* _Objetivos_
**1.** Copia el fragmento seleccionado sobre José Luis Cano desde "Recibí la noticia" hasta "naturalmente, en Ínsula.", sustituyendo "Cernuda" por "Alberti".
**2.** Por favor, resume en forma de lista el párrafo del fragmento seleccionado que empieza por "Porque hablar de José Luis Cano", conservando sus datos principales.

* _Fragmento seleccionado_
◆ ◆ ◆ ◆ ◆ ◆ ◆
Recibí la noticia de la muerte de José Luis Cano la mañana del 15 de febrero, cuando estaba entregado a la relectura de la poesía de Luis Cernuda. Increíble coincidencia, porque la obra de Cernuda era una de las grandes admiraciones de José Luis. Él hubiera podido decir también «Quizá mis lentos ojos no verán más el Sur». Ninguno de los dos volvió a verlo. Cuando en la España de la posguerra el autor de La realidad y el deseo era un «poeta maldito», José Luis le dedicó varios puntuales trabajos que, en cierto modo, nos lo devolvían. Aparecieron, naturalmente, en Ínsula.

Porque hablar de José Luis Cano es hablar de la revista Ínsula, aquella isla -menester es caer en el tópico- de independencia y honestidad, blanca y verde, ventana también abierta al quehacer cultural más insobornable. Quizá su labor continuada de crítico lo desdibujó como poeta. Pero lo fue, y de penetrante emoción, desde que en 1942 publicara sus Sonetos de la Bahía, o desde que cantó, con resonancia aleixandrina, a una muerte contemplada en su eternidad de consuelo. Manejó por entonces José Luis unos ritmos y unas formas peculiares en la línea neorromántica de la época: el endecasílabo romanceado, el soneto y el verso libre caudaloso, en el que la huella de Vicente Aleixandre se marca por la particular o ambivalente o por el adverbio en aumentativo. Poco después, el otoño de la «ciudad del paraíso» le contagió de luz tibia y dorada que en el poema pasa a ser música en el hilo del asonante. Por último, el poeta cede armas melancólicas y difusas a una visión de rasgos realistas, con la ciudad al fondo y el colorismo del barrio humilde, aunque sin abandonar su mirada enamorada de la belleza y de la luz.
◆ ◆ ◆ ◆ ◆ ◆ ◆
* _Conjunto de datos_
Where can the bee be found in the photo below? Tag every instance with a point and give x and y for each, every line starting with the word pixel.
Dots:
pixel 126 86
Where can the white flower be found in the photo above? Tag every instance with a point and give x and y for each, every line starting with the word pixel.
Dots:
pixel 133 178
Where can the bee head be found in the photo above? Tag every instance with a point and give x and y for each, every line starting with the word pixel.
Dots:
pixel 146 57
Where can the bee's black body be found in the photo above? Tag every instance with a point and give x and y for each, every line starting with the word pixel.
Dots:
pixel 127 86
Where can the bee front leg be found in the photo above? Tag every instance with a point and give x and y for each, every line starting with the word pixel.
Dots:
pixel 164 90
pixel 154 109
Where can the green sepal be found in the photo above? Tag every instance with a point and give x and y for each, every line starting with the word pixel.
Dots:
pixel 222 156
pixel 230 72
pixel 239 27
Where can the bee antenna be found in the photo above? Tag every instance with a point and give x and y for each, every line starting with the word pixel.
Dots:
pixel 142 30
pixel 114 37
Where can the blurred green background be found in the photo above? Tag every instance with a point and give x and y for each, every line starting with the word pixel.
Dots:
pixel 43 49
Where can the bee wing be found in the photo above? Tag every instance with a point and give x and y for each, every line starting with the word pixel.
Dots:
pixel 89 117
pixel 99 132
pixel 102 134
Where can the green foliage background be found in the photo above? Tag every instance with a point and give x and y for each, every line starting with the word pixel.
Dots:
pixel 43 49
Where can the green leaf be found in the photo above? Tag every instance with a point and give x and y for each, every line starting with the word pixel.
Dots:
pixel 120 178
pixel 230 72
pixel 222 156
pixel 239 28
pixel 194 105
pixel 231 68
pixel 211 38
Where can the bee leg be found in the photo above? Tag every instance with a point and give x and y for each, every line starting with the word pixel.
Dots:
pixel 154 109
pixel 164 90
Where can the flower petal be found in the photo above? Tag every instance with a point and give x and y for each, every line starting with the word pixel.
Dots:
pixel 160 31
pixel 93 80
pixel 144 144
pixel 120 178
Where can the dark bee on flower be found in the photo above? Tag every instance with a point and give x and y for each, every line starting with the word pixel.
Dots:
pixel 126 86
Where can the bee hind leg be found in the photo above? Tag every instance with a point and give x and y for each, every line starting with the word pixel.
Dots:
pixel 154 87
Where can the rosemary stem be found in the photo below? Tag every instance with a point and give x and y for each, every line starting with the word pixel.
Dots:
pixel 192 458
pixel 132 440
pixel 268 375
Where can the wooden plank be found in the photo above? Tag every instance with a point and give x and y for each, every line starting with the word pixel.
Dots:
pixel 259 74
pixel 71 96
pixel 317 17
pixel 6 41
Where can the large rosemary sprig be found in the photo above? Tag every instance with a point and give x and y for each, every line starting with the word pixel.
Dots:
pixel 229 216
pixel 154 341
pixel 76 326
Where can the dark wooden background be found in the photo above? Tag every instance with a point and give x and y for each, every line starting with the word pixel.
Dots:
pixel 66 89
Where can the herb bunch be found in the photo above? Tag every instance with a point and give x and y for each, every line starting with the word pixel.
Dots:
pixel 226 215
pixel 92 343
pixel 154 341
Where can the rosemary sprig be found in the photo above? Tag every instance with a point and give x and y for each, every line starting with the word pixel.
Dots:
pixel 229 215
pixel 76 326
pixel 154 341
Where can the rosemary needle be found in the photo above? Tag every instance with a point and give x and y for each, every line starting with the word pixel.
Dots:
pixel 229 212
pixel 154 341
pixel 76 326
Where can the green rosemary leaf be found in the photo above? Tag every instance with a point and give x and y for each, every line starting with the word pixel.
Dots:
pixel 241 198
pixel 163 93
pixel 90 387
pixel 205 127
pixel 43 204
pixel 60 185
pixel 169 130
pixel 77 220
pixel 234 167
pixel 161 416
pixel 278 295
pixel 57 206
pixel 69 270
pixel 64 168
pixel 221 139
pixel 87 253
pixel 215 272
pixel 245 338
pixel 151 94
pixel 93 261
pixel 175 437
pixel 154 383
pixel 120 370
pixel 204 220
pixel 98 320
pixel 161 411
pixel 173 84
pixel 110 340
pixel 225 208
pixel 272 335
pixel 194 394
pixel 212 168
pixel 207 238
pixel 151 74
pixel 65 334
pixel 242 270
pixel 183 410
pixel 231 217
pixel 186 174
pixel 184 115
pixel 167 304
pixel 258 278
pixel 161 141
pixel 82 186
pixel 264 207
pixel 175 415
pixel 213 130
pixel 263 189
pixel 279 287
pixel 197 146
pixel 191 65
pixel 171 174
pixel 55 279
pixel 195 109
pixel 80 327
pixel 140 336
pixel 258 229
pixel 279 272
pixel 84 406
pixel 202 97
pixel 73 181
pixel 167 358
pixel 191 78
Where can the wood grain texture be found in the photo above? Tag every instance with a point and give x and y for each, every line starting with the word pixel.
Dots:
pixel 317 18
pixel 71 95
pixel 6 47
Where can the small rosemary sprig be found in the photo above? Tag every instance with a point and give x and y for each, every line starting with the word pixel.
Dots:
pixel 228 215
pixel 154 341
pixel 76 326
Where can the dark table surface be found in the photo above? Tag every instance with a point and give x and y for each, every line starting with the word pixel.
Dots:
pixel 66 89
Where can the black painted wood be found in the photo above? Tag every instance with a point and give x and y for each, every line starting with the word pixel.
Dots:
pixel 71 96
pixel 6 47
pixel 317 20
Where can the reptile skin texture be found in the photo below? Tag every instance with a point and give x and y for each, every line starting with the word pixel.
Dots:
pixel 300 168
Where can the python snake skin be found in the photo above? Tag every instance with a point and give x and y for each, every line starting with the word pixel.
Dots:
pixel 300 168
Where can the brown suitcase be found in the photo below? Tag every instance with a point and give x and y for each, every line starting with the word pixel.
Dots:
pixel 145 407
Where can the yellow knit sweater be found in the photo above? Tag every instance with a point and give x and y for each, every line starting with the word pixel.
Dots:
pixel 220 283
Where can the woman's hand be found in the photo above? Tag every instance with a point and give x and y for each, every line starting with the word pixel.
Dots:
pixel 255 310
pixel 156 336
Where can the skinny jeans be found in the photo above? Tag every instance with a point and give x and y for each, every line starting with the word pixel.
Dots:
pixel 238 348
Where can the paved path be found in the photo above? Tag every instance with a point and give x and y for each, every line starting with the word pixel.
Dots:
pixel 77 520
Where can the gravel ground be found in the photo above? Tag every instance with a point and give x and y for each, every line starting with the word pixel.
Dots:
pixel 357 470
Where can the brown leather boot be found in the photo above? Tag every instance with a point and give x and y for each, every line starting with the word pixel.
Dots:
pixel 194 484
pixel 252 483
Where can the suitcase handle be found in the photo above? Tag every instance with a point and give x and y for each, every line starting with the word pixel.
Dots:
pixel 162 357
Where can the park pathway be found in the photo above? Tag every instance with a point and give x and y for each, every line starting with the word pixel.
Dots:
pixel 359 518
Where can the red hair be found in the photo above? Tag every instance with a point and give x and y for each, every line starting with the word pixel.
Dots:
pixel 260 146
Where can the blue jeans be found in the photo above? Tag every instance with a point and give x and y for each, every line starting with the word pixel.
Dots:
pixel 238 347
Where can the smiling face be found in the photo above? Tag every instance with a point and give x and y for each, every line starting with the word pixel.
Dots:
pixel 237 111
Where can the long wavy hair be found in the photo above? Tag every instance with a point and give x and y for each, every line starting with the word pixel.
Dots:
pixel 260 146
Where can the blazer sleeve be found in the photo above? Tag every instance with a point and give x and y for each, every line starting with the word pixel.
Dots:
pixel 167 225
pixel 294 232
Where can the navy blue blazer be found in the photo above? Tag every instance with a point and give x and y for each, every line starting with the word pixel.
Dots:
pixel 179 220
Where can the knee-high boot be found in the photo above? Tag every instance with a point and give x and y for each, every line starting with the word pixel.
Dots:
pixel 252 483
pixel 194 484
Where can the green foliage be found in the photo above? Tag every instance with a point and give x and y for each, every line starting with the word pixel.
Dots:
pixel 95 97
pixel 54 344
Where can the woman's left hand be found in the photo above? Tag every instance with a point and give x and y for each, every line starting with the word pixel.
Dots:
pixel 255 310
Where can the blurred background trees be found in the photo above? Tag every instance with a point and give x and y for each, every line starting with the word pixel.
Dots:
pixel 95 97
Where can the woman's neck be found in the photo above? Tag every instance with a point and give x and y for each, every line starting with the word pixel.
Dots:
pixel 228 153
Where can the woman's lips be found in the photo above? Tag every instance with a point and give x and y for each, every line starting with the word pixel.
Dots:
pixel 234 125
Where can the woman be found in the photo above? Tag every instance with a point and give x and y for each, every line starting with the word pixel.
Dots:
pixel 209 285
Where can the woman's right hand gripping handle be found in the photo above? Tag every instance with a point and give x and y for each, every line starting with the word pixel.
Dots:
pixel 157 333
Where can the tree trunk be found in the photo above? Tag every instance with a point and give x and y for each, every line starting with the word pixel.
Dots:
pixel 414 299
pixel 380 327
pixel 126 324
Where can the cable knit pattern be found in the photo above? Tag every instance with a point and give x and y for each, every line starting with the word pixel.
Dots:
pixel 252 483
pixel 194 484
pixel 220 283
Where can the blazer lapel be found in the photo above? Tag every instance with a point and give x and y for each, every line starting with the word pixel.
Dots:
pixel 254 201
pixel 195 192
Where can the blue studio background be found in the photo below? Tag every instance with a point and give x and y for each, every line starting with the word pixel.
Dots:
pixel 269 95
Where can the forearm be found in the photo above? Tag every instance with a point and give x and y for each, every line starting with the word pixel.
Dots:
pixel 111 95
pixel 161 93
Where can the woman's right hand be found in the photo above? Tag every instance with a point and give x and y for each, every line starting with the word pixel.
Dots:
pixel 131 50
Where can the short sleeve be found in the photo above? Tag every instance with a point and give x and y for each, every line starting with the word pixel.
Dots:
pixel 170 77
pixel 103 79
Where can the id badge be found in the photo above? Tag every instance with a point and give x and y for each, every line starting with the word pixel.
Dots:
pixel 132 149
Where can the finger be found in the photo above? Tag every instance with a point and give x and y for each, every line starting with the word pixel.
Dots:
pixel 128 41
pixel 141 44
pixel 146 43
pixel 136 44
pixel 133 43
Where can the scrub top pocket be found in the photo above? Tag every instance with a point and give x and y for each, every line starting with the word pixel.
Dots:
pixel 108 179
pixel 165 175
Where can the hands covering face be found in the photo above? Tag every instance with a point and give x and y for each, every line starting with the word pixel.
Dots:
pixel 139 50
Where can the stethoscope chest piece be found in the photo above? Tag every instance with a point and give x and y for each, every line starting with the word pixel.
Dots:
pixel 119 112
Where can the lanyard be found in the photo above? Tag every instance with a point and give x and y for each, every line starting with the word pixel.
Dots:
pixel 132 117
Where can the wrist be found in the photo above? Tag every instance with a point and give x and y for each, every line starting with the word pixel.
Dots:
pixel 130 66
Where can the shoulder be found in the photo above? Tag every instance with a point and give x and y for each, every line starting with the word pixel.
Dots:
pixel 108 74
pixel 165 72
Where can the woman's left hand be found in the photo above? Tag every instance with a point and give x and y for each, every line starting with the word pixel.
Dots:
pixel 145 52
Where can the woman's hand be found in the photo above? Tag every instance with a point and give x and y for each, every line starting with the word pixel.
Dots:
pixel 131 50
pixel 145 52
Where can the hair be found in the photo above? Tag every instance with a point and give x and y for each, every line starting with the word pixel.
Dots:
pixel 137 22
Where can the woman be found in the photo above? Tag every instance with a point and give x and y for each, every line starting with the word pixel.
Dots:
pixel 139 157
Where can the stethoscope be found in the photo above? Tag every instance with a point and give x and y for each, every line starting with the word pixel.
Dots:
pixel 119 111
◆ ◆ ◆ ◆ ◆ ◆ ◆
* _Soluciones_
**1.**
Recibí la noticia de la muerte de José Luis Cano la mañana del 15 de febrero, cuando estaba entregado a la relectura de la poesía de Luis Alberti. Increíble coincidencia, porque la obra de Alberti era una de las grandes admiraciones de José Luis. Él hubiera podido decir también «Quizá mis lentos ojos no verán más el Sur». Ninguno de los dos volvió a verlo. Cuando en la España de la posguerra el autor de La realidad y el deseo era un «poeta maldito», José Luis le dedicó varios puntuales trabajos que, en cierto modo, nos lo devolvían. Aparecieron, naturalmente, en Ínsula.

**2.**
- Hablar de José Luis Cano es hablar de la revista Ínsula, isla de independencia y honestidad, blanca y verde, abierta al quehacer cultural más insobornable.
- Quizá su labor continuada de crítico lo desdibujó como poeta, pero fue poeta, y de penetrante emoción.
- En 1942 publicó Sonetos de la Bahía y cantó, con resonancia aleixandrina, a una muerte contemplada en su eternidad de consuelo.
- En esa época usó ritmos y formas de la línea neorromántica: el endecasílabo romanceado, el soneto y el verso libre caudaloso, con la huella de Vicente Aleixandre.
- Poco después, el otoño de la «ciudad del paraíso» le contagió una luz tibia y dorada que en el poema se vuelve música en el asonante.
- Por último, dejó las armas melancólicas y difusas por una visión de rasgos realistas, con la ciudad al fondo y el colorismo del barrio humilde, sin abandonar su mirada enamorada de la belleza y de la luz.